■ **INSTRUCTIONS TO FOLLOW**
Find each line in the data below that contains the string "pole", and copy those lines out as they appear.

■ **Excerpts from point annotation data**

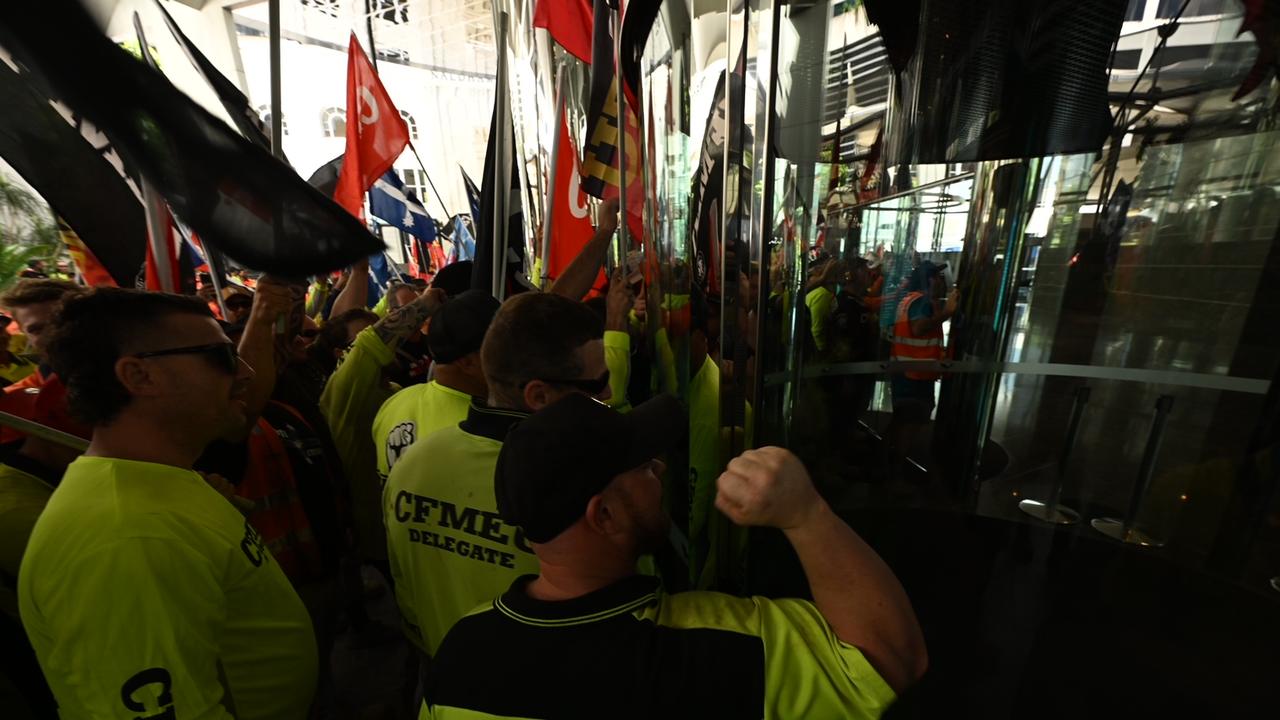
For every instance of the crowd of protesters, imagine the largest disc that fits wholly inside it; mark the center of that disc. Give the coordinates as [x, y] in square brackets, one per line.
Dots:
[219, 482]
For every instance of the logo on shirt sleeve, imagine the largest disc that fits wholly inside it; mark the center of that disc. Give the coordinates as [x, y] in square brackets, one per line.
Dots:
[252, 545]
[151, 687]
[401, 437]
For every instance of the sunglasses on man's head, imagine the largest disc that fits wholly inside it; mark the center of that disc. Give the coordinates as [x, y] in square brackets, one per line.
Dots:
[223, 354]
[590, 386]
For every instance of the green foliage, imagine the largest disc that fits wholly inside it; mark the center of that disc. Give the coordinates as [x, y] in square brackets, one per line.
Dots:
[27, 231]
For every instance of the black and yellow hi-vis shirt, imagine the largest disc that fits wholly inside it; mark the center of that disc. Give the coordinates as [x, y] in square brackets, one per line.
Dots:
[631, 651]
[146, 595]
[448, 548]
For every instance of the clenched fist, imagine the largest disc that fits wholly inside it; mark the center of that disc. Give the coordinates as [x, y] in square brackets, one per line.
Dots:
[767, 487]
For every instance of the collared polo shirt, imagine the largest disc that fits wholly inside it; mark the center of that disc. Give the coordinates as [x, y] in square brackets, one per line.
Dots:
[448, 548]
[630, 650]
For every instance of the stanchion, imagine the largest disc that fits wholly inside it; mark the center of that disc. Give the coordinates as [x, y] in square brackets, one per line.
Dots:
[1050, 510]
[1124, 531]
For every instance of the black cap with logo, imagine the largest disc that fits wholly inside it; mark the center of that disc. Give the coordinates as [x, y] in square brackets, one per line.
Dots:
[457, 328]
[553, 461]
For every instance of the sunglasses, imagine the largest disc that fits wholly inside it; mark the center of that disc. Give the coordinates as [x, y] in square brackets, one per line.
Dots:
[590, 386]
[223, 354]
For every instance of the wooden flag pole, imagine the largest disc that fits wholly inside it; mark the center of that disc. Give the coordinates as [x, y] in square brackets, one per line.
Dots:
[554, 178]
[622, 139]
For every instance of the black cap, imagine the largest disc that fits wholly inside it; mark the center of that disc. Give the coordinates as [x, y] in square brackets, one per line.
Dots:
[457, 328]
[553, 461]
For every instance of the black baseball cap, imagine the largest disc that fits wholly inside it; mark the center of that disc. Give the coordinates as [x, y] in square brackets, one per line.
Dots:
[556, 460]
[457, 328]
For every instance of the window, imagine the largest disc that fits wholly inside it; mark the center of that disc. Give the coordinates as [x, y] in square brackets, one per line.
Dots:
[330, 8]
[411, 123]
[1196, 8]
[264, 112]
[393, 55]
[415, 182]
[334, 121]
[394, 12]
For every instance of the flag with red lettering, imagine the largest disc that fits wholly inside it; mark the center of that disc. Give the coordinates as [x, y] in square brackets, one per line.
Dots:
[570, 24]
[571, 222]
[375, 132]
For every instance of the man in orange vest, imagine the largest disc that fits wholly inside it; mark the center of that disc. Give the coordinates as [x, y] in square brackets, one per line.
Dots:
[918, 336]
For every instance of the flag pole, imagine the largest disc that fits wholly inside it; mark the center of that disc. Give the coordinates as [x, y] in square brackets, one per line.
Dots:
[554, 178]
[622, 137]
[273, 31]
[501, 169]
[44, 432]
[369, 27]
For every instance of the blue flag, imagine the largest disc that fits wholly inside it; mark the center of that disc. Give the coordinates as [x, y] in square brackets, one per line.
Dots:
[379, 277]
[464, 245]
[397, 206]
[472, 196]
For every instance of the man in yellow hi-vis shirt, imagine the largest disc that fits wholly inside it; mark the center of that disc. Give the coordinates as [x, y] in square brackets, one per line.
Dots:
[455, 336]
[448, 548]
[144, 591]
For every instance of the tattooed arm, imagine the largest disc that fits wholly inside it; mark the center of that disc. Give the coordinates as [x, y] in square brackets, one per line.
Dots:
[401, 322]
[356, 291]
[259, 346]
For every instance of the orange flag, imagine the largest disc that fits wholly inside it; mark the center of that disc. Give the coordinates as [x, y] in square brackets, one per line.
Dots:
[94, 273]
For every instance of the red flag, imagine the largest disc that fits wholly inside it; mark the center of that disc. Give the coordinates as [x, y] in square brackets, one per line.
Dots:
[571, 222]
[375, 132]
[438, 259]
[161, 267]
[570, 24]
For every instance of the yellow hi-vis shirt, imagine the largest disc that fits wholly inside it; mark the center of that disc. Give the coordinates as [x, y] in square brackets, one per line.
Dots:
[22, 499]
[145, 593]
[350, 402]
[412, 414]
[630, 650]
[448, 548]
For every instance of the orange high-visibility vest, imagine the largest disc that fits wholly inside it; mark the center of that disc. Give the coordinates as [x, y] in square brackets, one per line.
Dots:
[908, 346]
[278, 514]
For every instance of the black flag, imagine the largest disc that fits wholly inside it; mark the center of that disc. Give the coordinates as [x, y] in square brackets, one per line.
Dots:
[83, 181]
[231, 191]
[237, 105]
[481, 272]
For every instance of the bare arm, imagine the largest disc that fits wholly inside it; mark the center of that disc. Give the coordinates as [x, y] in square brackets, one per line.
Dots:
[853, 588]
[356, 292]
[401, 322]
[926, 326]
[580, 276]
[257, 346]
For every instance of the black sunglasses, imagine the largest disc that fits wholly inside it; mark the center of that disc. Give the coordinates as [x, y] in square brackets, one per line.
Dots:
[224, 354]
[590, 386]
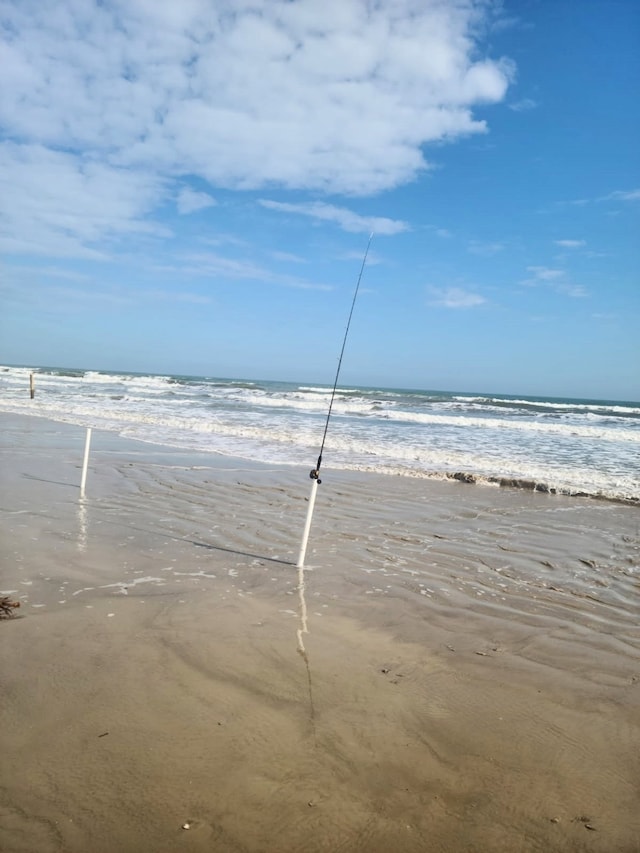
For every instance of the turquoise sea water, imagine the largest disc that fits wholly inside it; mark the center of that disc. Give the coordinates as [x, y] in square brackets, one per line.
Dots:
[558, 445]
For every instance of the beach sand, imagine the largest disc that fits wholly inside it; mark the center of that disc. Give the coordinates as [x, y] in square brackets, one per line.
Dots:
[470, 679]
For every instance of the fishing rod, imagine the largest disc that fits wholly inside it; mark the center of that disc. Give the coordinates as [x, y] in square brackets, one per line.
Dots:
[315, 472]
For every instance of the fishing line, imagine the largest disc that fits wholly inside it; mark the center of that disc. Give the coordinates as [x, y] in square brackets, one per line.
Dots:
[315, 472]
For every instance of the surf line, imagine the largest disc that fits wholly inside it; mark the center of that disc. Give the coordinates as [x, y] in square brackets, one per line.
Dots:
[315, 472]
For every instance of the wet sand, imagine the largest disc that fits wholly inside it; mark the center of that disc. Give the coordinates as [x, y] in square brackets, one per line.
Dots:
[470, 679]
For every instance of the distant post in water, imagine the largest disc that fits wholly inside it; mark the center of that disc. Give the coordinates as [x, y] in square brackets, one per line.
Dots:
[85, 462]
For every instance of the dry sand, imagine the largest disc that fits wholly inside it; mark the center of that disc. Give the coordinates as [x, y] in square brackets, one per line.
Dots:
[471, 680]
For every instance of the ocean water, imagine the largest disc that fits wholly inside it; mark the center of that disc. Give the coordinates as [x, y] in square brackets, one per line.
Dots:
[566, 446]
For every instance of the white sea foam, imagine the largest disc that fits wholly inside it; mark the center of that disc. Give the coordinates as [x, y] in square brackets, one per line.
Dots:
[563, 445]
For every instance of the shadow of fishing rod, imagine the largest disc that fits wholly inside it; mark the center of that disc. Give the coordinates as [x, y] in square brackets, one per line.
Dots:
[315, 478]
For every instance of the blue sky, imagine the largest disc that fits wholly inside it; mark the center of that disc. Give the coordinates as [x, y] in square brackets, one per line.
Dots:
[189, 188]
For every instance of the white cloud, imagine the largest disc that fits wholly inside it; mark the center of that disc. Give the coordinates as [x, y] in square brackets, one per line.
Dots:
[60, 204]
[555, 279]
[456, 297]
[478, 247]
[215, 266]
[545, 273]
[623, 195]
[523, 105]
[346, 219]
[188, 201]
[570, 244]
[107, 104]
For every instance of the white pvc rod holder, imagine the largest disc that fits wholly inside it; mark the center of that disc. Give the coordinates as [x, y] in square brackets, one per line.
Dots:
[307, 525]
[85, 462]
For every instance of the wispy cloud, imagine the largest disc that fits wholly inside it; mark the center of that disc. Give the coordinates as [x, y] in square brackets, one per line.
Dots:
[545, 274]
[455, 297]
[108, 107]
[478, 247]
[523, 105]
[346, 219]
[570, 244]
[556, 279]
[216, 266]
[622, 195]
[188, 200]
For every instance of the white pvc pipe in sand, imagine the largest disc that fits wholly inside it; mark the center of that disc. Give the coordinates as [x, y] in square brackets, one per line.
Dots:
[307, 525]
[85, 462]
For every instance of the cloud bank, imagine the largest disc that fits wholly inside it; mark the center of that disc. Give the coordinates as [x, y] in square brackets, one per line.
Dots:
[125, 100]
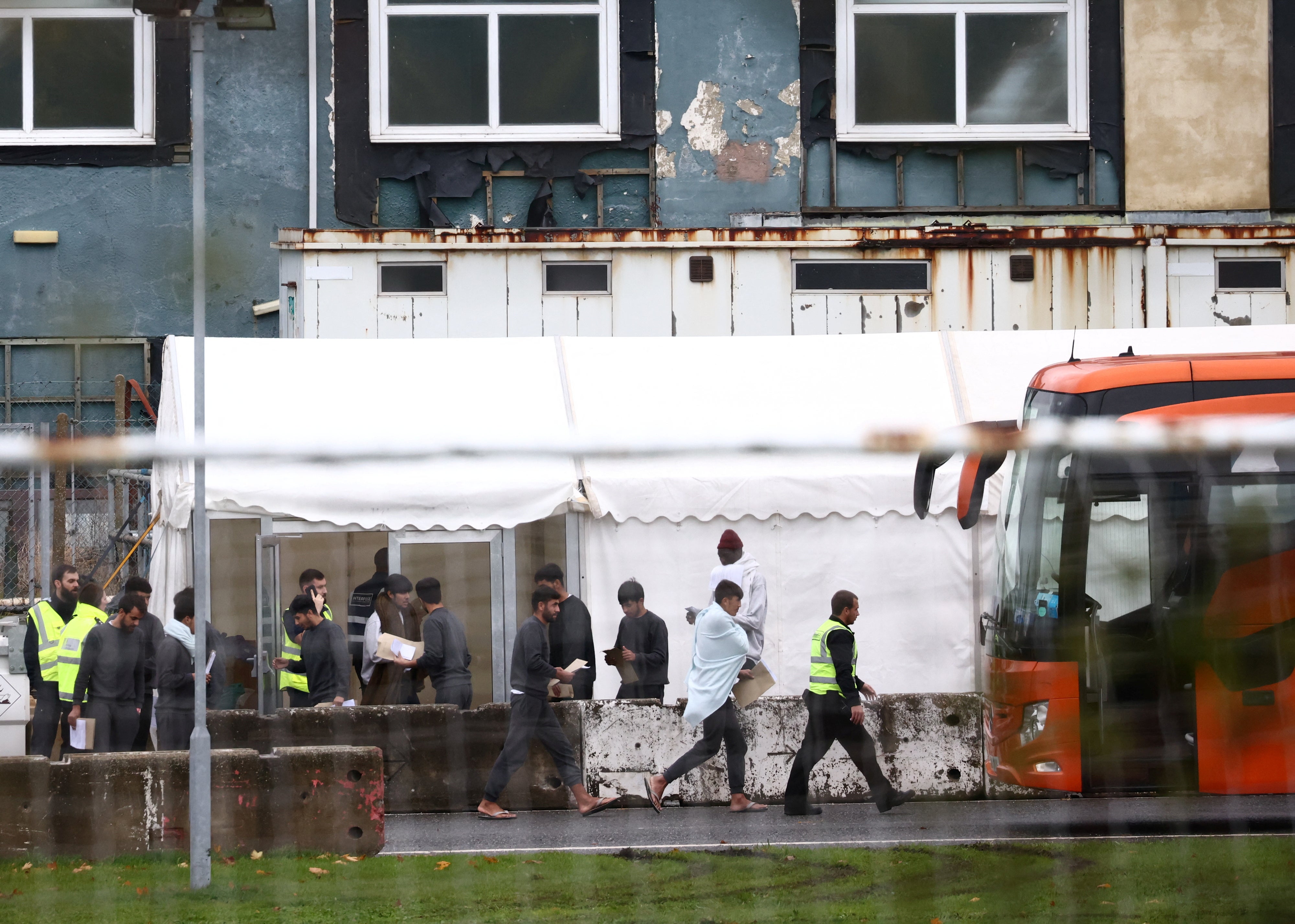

■ **RESPONSE TO THIS EXERCISE**
For every instance of the wooden flag pole, imagine the largest disc that fits wholly inside it; mark the center of that disc. Give the coordinates as [x, y] in square brackets, one per line.
For every instance of the flag pole, imagine the largest disc that fits wholly inside it; mark the center of that disc. Give the coordinates as [x, y] in square brackets, one per line.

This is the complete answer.